CONSIGNES.
[a] Relevez tous les noms de personnes cités dans l'article sur les émeutes de banlieue dans le Rhône.
[b] Poursuivez l'article sur les émeutes de banlieue dans le Rhône à partir de sa dernière phrase.

EXTRAIT À LIRE.
Dix ans après les émeutes de banlieue, la situation a-t-elle changé dans le Rhône ?

Dix ans après les émeutes de banlieue, la situation a-t-elle changé dans le Rhône ?


Provoquées par la mort à Clichy-sous-Bois, de deux adolescents, Zyed et Bouna, qui fuyaient la police, les émeutes d’octobre 2005 avaient duré près de trois semaines et avaient touché toute la France, y compris la banlieue lyonnaise.

A la Duchère, "le quartier ne s’était pas réellement embrasé", selon l’actuel maire du 9e arrondissement de Lyon, Hubert Julien-Laferrière. Mais une tension était bien présente dans le quartier. En particulier entre la jeunesse et la police, représentante de l’Etat. En témoigne une vidéo tournée par les équipes de TF1, durant la période des émeutes. Elle montrait alors des fonctionnaires, lors d’un contrôle d’identité, tenant un discours provocateur en affirmant, "nous à la limite, plus ça merde dans le quartier, plus on est content. Parce que nous on n’est pas des assistantes sociales".

 

Une jeunesse au grand coeur ?

Depuis, le maire du 9e, a "pris conscience à quel point la population avait le sentiment de ne pas se sentir concernée par les institutions" et qu’il "fallait innover de façon à impliquer les habitants dans les décisions locales, et même nationales. Pour cela, il a fallu transformer l’urbain en ne faisant pas que démolir et reconstruire. Insérer un développement économique, mais aussi soutenir les actions sociales, culturelles, de santé, etc. était important car l’argent ne suffisait pas".

Aujourd’hui, Hubert Julien-Laferrière l’assure, "ca va beaucoup mieux dans tous les domaines avec notamment une délinquance en chute libre et une véritable mixité sociale". Pour autant, le maire "ne crie pas victoire car il reste encore des quartiers à réhabiliter".  Entre autres, celui de la Sauvegarde et du Château. Mais déjà, il est vrai que les premiers grands chantiers terminés ont non-seulement totalement changé l’image de ces zones, mais aussi et surtout le quotidien des habitants.

LISTE DES LIGNES.

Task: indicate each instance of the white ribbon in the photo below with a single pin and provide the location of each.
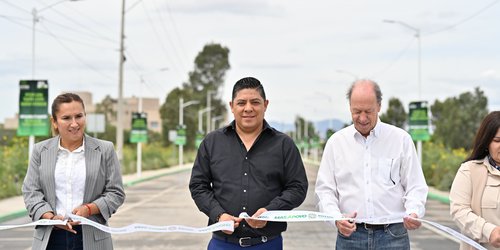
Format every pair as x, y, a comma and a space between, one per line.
276, 216
454, 234
299, 216
43, 222
293, 216
136, 227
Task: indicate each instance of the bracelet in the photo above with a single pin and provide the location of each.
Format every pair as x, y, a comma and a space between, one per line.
88, 207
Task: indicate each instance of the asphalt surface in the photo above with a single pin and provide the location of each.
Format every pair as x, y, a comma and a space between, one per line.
166, 201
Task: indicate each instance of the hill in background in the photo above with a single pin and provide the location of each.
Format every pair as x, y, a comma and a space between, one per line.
321, 126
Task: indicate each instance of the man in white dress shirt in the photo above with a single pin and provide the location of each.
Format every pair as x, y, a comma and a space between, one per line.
370, 171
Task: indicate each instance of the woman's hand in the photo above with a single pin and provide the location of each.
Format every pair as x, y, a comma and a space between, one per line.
495, 237
69, 225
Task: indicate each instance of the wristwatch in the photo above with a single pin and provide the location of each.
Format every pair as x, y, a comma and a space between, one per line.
218, 216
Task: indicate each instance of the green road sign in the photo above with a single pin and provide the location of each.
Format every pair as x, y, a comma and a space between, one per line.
199, 138
181, 135
419, 121
139, 131
33, 103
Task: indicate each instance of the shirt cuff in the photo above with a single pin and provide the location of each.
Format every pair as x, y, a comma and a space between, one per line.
214, 213
487, 229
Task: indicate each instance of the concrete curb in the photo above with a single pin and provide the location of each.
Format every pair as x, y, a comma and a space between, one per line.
24, 212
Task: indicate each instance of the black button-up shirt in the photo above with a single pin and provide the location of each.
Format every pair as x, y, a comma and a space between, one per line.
228, 178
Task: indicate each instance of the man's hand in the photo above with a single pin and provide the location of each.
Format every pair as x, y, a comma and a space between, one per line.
495, 237
410, 223
257, 223
347, 227
228, 217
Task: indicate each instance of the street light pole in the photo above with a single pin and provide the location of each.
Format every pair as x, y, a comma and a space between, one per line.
200, 117
209, 106
119, 117
214, 119
418, 36
419, 70
183, 105
347, 73
36, 18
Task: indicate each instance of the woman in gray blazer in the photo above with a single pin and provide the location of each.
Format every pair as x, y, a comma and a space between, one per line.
72, 173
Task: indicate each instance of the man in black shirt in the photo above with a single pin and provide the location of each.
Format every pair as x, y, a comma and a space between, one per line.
250, 167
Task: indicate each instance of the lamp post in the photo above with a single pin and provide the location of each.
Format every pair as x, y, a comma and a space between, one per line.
209, 103
417, 35
183, 105
419, 70
119, 110
341, 71
200, 117
214, 119
36, 18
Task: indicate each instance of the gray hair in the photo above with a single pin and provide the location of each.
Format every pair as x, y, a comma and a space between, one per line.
376, 87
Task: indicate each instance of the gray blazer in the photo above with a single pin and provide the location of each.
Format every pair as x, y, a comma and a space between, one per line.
103, 187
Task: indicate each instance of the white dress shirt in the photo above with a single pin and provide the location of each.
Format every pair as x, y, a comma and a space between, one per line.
379, 176
70, 178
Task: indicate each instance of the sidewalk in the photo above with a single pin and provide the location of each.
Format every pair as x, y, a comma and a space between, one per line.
12, 208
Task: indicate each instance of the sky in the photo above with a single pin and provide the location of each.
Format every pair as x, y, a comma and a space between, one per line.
305, 53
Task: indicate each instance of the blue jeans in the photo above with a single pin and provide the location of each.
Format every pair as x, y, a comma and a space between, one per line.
274, 244
391, 237
63, 240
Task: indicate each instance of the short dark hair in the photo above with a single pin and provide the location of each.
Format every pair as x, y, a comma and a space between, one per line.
376, 88
64, 98
248, 83
484, 136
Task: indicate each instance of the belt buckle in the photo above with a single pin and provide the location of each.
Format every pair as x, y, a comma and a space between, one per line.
242, 244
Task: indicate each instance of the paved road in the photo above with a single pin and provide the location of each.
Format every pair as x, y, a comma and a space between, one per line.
166, 201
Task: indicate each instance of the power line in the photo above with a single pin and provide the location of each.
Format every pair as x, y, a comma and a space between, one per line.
162, 24
76, 55
398, 56
88, 30
16, 7
162, 44
475, 14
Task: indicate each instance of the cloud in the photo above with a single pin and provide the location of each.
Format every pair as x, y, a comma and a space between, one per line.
246, 8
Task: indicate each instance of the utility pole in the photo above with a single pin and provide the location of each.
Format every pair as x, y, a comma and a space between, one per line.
119, 119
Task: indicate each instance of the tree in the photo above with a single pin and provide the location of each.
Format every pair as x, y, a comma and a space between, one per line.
106, 107
395, 114
210, 67
457, 119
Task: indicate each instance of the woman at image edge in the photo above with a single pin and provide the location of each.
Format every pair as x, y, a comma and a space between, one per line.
475, 192
72, 173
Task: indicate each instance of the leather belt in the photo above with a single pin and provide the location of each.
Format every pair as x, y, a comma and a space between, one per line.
245, 241
372, 226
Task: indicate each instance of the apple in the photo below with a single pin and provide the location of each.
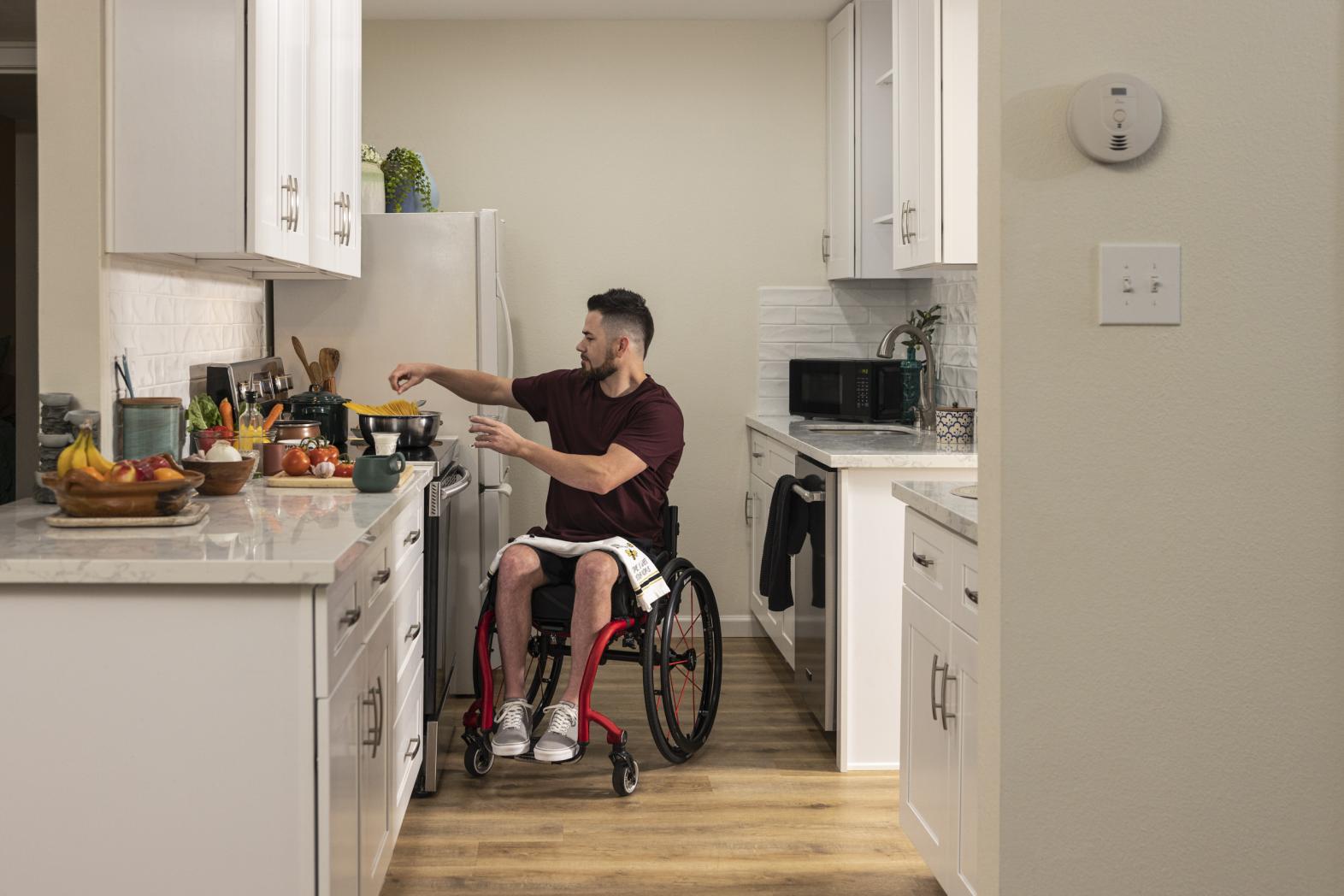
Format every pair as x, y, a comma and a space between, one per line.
122, 472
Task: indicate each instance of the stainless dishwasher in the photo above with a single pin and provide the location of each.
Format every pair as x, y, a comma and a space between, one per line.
815, 592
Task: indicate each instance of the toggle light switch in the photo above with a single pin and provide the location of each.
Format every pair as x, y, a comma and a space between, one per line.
1155, 265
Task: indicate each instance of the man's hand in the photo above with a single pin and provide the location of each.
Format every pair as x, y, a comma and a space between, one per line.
408, 375
496, 435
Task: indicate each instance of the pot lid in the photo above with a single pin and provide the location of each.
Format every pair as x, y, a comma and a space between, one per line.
316, 397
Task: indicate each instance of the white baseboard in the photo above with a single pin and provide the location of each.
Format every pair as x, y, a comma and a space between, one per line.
740, 626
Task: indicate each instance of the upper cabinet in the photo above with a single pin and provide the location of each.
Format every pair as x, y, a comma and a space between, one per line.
934, 132
857, 242
233, 134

RÉPONSES ATTENDUES.
[a] Zyed, Bouna, Hubert Julien-Laferrière

[b]
 

Une jeunesse rancoeur

De l’autre côté du périph, à la MJC de Vaulx-en-Velin, l’optimisme est moins criant. Surtout lorsque l’on sait que le taux de chômage atteint 23% dans les quartiers sensibles, et jusqu’à 42% chez les jeunes de 15 à 24 ans, selon un rapport de l’Observatoire national des zones urbaines sensibles (ONZUS) publié en mai. "Les difficultés économiques, et en particulier les inégalités face à l’emploi créent toujours des tensions", assure un membre de la direction de la MJC qui souhaite rester anonyme.

"Même si aujourd’hui les collectivités ainsi que les pouvoirs publics sont sensibles aux projets des habitants,  ce qui tend véritablement les relations actuellement, ce sont les problèmes religieux. Beaucoup de jeunes tournent leurs pulsions vers un renfermement sur la religion et cela risque de faire empirer la situation. D’autant plus que les jeunes ne croient plus aux discours politiques".

 

On se souvient qu’en 2008, le plan Espoir Banlieues avait pourtant été lancé depuis Vaulx-en-Velin par Fadela Amara, alors secrétaire d'État chargée de la Politique de la ville.

Dans le plan, était compris le "contrat d’autonomie". Il avait pour but d’accompagner 100 000 jeunes de 16 à 25 ans issus des quartiers prioritaires, vers un emploi ou une formation qualifiante avec une entreprise. Mais selon un rapport de la Cour des Comptes datant de 2012, seulement 25% des 41 000 contrats signés ont débouché sur un emploi, soit 10 250 embauches... Dans le rapport de l’ONZUS datant de mai dernier, il est également indiqué qu’un jeune sur deux de entre 18 et 24 ans vit sous le seuil de pauvreté dans les zones urbaines sensibles...

Du côté de la MJC, on analyse la situation : "Certains ont tout intérêt à mettre à mal les rapports sociaux. Parmi eux, les trafiquants, qui veulent conserver leurs zones de non-droit, mais aussi les policiers extrémistes". Pour endiguer le phénomène, il faudrait insister sur "l’importance toute particulière de vivre ensemble"

 

La mixité sociale, pourtant, les pouvoirs publics se disent totalement engagés pour la rendre possible. Des paroles, qui se traduisent par des chèques. Des barres ont été démolies, de nouveaux logements construits sur l’ensemble du territoire, et y compris à la Duchère et à Vaulx-en-Velin. 2,4 milliards d’euros de subventions, tel était le montant du plan national de rénovation urbaine (PNRU) entre 2003-2013. Quant au nouveau PNRU sur la période 2014-2024, il prévoit encore 5 milliards de subventions supplémentaires.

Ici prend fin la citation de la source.